--- START OF Text excerpt ---
What you can do is either increase the length or shorten the text you want to put in the database.
Also had this problem occurring on the web application surface.
Eventually found out that the same error message comes from the SQL update statement in the specific table.
Finally then figured out that the column definition in the relating history table(s) did not map the original table column length of nvarchar types in some specific cases.
I had the same problem, even after increasing the size of the problematic columns in the table.
tl;dr: The length of the matching columns in corresponding Table Types may also need to be increased.
In my case, the error was coming from the Data Export service in Microsoft Dynamics CRM, which allows CRM data to be synced to an SQL Server DB or Azure SQL DB.
After a lengthy investigation, I concluded that the Data Export service must be using Table-Valued Parameters:
You can use table-valued parameters to send multiple rows of data to a Transact-SQL statement or a routine, such as a stored procedure or function, without creating a temporary table or many parameters.
--- END OF Text excerpt ---
--- START OF Information provided ---
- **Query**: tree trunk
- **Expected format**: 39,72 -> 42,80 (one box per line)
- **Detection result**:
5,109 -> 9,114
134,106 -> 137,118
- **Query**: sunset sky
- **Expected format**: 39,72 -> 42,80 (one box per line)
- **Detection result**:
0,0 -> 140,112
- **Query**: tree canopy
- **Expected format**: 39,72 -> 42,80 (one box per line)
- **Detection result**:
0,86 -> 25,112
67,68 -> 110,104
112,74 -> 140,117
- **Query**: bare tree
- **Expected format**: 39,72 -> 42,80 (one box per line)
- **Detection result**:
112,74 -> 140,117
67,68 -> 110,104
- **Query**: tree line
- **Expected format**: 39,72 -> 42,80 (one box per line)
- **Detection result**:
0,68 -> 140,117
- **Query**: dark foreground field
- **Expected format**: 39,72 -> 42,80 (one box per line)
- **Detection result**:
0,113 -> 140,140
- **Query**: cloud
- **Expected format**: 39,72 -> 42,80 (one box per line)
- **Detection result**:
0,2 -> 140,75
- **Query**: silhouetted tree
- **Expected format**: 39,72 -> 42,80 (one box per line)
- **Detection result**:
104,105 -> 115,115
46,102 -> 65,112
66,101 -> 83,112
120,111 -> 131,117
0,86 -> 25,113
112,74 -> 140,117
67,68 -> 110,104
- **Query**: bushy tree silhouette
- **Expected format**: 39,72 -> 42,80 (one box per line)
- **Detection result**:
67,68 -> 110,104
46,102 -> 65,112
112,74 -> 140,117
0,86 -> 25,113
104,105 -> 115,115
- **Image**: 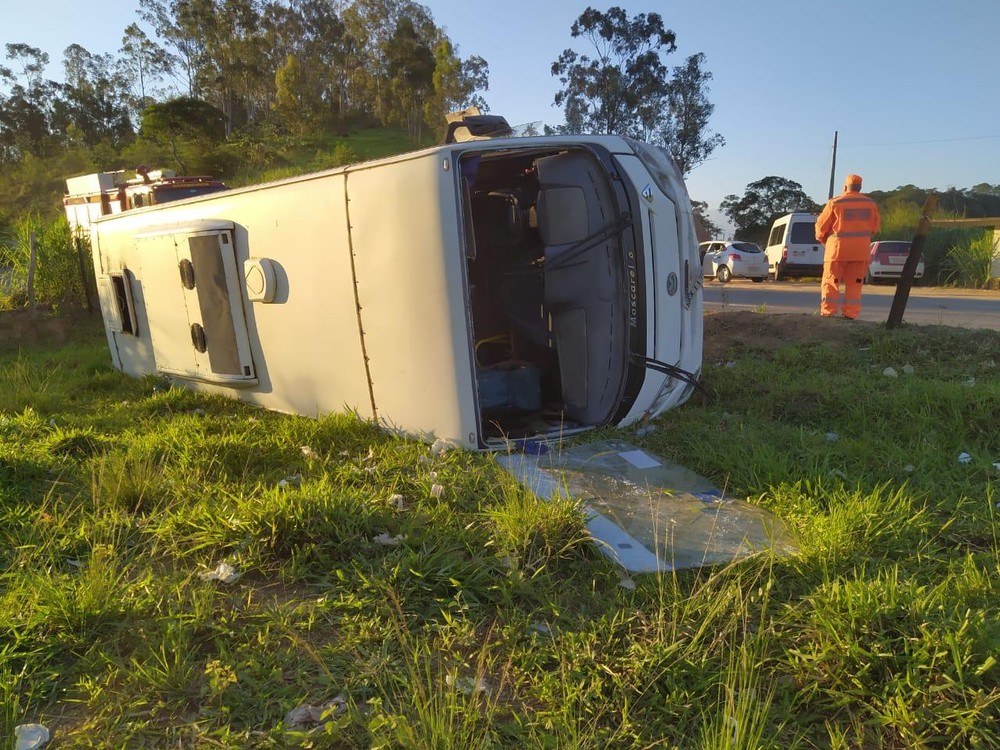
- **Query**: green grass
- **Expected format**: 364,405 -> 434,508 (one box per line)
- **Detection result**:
0,314 -> 1000,749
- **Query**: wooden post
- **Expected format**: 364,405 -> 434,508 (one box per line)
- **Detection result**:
73,234 -> 94,315
885,193 -> 937,328
28,232 -> 38,315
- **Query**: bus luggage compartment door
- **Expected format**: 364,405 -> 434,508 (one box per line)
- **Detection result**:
136,229 -> 257,388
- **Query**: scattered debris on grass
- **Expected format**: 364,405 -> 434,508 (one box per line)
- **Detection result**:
14,724 -> 49,750
444,675 -> 493,695
431,438 -> 455,456
372,531 -> 406,547
285,695 -> 347,731
278,474 -> 302,489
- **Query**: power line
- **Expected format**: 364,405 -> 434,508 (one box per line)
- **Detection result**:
840,134 -> 1000,148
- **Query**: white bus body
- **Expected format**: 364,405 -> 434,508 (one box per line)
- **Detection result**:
--- END OF Information provided ---
Written task A –
Decide whether each statement below agrees with the forum excerpt, answering yes or no and quoting the words of the excerpt that settle it: (i) In one case the error came from the Data Export service in Microsoft Dynamics CRM. (ii) Increasing the size of the problematic columns in the table solved the problem for the person who had the same problem. (iii) Table-valued parameters require creating a temporary table.
Written task B –
Transcribe everything in the forum excerpt from "tl;dr: The length" down to "Azure SQL DB.", word for word.

Task result A –
(i) Yes: "In my case, the error was coming from the Data Export service in Microsoft Dynamics CRM"
(ii) No: "I had the same problem, even after increasing the size of the problematic columns in the table."
(iii) No: "without creating a temporary table or many parameters"

Task result B –
tl;dr: The length of the matching columns in corresponding Table Types may also need to be increased.
In my case, the error was coming from the Data Export service in Microsoft Dynamics CRM, which allows CRM data to be synced to an SQL Server DB or Azure SQL DB.